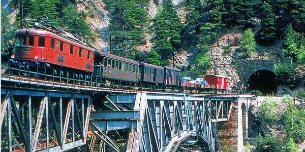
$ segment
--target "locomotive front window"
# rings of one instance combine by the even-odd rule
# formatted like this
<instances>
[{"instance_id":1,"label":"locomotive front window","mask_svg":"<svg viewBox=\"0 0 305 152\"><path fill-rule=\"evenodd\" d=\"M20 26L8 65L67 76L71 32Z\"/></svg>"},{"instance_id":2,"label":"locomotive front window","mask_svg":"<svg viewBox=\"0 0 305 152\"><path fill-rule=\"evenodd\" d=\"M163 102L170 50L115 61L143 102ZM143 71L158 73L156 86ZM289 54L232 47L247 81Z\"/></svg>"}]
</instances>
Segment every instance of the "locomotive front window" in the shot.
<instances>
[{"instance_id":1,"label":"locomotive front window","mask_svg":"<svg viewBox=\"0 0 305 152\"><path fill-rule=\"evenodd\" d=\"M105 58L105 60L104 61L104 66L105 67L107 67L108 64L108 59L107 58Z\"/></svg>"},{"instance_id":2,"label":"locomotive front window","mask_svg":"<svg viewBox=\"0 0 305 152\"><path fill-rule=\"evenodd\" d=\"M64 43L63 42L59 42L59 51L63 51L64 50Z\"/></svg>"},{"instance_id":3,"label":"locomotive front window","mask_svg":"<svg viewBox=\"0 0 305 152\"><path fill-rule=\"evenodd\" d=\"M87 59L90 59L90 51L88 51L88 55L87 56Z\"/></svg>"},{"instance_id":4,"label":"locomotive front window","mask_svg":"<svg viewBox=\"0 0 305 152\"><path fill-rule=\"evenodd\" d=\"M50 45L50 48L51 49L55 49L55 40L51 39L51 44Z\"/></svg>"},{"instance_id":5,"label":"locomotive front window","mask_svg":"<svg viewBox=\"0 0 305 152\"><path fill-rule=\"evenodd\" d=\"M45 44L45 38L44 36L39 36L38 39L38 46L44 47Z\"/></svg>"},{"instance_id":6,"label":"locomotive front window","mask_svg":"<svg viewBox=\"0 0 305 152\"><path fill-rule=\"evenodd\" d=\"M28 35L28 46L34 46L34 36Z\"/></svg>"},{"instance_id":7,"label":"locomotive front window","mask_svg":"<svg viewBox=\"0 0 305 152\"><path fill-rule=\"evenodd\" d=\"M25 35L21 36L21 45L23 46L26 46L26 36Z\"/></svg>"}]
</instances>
^^^^^^^^^^^^^^^^
__Stated task__
Reproduce the records above word for word, leaving out any picture.

__Worked solution__
$ segment
--target "locomotive front window"
# rings of one instance combine by the even-odd rule
# formatted like this
<instances>
[{"instance_id":1,"label":"locomotive front window","mask_svg":"<svg viewBox=\"0 0 305 152\"><path fill-rule=\"evenodd\" d=\"M20 26L8 65L67 76L71 32Z\"/></svg>"},{"instance_id":2,"label":"locomotive front window","mask_svg":"<svg viewBox=\"0 0 305 152\"><path fill-rule=\"evenodd\" d=\"M163 102L170 50L115 61L143 102ZM143 71L158 73L156 86ZM289 54L232 47L247 81Z\"/></svg>"}]
</instances>
Segment every instance of the "locomotive front window" in the shot.
<instances>
[{"instance_id":1,"label":"locomotive front window","mask_svg":"<svg viewBox=\"0 0 305 152\"><path fill-rule=\"evenodd\" d=\"M105 58L105 60L104 61L104 66L105 67L107 67L108 64L108 59L107 58Z\"/></svg>"},{"instance_id":2,"label":"locomotive front window","mask_svg":"<svg viewBox=\"0 0 305 152\"><path fill-rule=\"evenodd\" d=\"M64 43L63 42L59 42L59 51L63 51L64 50Z\"/></svg>"},{"instance_id":3,"label":"locomotive front window","mask_svg":"<svg viewBox=\"0 0 305 152\"><path fill-rule=\"evenodd\" d=\"M87 59L90 59L90 51L88 51L88 55L87 56Z\"/></svg>"},{"instance_id":4,"label":"locomotive front window","mask_svg":"<svg viewBox=\"0 0 305 152\"><path fill-rule=\"evenodd\" d=\"M50 45L50 48L51 49L55 49L55 40L51 39L51 44Z\"/></svg>"},{"instance_id":5,"label":"locomotive front window","mask_svg":"<svg viewBox=\"0 0 305 152\"><path fill-rule=\"evenodd\" d=\"M45 44L45 38L44 36L39 36L38 39L38 46L44 47Z\"/></svg>"},{"instance_id":6,"label":"locomotive front window","mask_svg":"<svg viewBox=\"0 0 305 152\"><path fill-rule=\"evenodd\" d=\"M28 35L28 46L34 46L34 36Z\"/></svg>"},{"instance_id":7,"label":"locomotive front window","mask_svg":"<svg viewBox=\"0 0 305 152\"><path fill-rule=\"evenodd\" d=\"M25 35L21 36L21 45L23 46L26 46L26 36Z\"/></svg>"}]
</instances>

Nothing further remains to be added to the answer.